# Problem details
Among the lines below, how many have the string "dishwasher" in them? Only the number is wanted.
Material shown section start
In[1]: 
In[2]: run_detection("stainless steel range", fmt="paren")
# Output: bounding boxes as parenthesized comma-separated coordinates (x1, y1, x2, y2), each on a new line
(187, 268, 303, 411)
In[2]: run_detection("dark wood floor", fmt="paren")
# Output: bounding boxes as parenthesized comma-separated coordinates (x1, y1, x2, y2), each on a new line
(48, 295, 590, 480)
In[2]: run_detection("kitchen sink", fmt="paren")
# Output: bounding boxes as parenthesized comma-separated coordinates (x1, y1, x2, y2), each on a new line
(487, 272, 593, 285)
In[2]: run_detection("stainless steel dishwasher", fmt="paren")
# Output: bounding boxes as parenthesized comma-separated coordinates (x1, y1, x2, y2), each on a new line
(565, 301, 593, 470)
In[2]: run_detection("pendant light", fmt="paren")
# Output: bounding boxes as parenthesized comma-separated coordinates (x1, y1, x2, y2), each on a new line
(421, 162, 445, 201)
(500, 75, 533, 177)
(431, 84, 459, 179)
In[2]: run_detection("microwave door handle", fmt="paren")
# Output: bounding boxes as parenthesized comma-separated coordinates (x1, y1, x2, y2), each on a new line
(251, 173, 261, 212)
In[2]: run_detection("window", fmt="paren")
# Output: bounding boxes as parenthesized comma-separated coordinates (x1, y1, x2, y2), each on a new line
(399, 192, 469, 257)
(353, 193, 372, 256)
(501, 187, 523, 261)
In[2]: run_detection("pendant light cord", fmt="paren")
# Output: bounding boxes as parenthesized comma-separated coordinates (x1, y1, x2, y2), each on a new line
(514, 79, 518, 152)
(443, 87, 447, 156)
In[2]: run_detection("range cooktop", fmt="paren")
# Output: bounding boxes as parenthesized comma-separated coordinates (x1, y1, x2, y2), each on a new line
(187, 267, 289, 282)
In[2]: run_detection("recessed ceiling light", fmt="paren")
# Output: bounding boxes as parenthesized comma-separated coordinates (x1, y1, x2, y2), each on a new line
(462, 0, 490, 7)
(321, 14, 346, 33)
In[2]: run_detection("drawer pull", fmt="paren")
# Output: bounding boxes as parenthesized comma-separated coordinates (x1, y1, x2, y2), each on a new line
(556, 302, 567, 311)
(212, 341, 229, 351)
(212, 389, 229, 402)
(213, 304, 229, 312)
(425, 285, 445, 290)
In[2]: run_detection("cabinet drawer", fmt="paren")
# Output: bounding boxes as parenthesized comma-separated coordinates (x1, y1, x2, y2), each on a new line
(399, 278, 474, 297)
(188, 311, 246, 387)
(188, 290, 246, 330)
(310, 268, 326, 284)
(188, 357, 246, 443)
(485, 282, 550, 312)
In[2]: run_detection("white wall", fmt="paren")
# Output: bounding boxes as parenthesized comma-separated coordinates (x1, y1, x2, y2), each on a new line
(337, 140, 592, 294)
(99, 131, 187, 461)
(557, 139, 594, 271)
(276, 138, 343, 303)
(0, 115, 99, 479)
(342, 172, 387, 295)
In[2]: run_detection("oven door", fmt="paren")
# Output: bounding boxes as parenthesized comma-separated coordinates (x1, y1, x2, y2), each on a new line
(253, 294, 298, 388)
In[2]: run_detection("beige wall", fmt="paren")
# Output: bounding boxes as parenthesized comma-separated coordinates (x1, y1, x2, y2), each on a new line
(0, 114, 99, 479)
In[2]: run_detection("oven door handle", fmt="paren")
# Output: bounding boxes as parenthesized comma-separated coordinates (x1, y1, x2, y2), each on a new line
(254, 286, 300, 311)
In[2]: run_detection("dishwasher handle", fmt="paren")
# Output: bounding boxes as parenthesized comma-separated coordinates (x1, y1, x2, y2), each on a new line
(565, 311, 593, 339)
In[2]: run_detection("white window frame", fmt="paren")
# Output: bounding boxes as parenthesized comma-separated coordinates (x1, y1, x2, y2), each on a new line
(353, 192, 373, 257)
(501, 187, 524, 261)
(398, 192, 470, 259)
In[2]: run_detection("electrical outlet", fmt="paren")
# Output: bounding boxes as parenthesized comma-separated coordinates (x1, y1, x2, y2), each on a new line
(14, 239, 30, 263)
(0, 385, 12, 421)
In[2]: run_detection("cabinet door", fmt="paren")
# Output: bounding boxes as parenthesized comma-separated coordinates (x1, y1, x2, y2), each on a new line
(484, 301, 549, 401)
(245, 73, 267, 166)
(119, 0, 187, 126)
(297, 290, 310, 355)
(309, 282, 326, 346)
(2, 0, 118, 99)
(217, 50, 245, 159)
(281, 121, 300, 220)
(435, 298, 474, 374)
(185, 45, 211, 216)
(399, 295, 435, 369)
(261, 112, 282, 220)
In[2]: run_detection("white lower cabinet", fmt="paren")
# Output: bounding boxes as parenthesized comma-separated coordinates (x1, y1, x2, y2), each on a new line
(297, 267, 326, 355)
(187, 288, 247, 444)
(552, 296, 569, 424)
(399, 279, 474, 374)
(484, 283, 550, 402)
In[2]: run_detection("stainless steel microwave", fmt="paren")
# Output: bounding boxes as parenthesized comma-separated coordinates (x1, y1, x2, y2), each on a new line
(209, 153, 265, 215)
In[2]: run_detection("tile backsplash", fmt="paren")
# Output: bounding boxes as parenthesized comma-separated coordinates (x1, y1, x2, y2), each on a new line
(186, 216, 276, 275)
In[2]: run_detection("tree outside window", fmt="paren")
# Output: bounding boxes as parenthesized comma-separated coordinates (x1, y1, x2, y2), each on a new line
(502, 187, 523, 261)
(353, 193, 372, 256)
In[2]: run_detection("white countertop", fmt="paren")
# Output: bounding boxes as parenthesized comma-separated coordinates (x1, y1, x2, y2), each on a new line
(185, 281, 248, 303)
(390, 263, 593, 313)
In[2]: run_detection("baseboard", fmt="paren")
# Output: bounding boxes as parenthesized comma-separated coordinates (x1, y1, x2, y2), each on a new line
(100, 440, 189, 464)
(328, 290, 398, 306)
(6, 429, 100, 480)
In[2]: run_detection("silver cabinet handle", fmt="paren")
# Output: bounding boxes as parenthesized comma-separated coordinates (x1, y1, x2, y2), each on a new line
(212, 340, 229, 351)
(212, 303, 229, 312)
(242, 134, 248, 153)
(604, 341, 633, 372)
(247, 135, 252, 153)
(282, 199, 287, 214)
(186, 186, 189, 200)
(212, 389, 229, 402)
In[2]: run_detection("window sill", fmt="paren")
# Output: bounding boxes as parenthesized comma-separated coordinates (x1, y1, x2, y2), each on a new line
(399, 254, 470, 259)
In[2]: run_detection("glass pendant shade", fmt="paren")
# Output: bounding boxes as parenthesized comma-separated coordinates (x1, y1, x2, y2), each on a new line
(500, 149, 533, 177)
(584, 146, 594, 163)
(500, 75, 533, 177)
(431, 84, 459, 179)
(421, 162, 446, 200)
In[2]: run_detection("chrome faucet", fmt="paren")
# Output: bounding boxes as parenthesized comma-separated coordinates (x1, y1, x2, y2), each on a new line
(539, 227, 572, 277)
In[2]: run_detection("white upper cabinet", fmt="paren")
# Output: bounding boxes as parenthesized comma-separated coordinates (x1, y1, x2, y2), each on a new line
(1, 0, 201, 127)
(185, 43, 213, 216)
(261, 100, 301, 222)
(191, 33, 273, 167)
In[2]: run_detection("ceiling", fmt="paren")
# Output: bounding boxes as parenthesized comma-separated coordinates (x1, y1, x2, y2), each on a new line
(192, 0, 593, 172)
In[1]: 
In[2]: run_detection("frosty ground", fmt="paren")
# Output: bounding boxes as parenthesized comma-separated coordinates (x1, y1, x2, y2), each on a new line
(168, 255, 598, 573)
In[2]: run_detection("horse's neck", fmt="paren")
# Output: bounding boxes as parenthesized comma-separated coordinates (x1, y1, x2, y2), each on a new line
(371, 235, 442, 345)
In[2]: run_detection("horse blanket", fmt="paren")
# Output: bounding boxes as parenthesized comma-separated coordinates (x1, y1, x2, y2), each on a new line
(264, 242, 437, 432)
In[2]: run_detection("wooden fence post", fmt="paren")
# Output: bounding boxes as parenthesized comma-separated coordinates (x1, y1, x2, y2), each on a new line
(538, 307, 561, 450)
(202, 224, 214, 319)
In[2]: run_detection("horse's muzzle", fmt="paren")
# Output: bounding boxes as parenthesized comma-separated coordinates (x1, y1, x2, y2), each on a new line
Material shown section end
# Answer space
2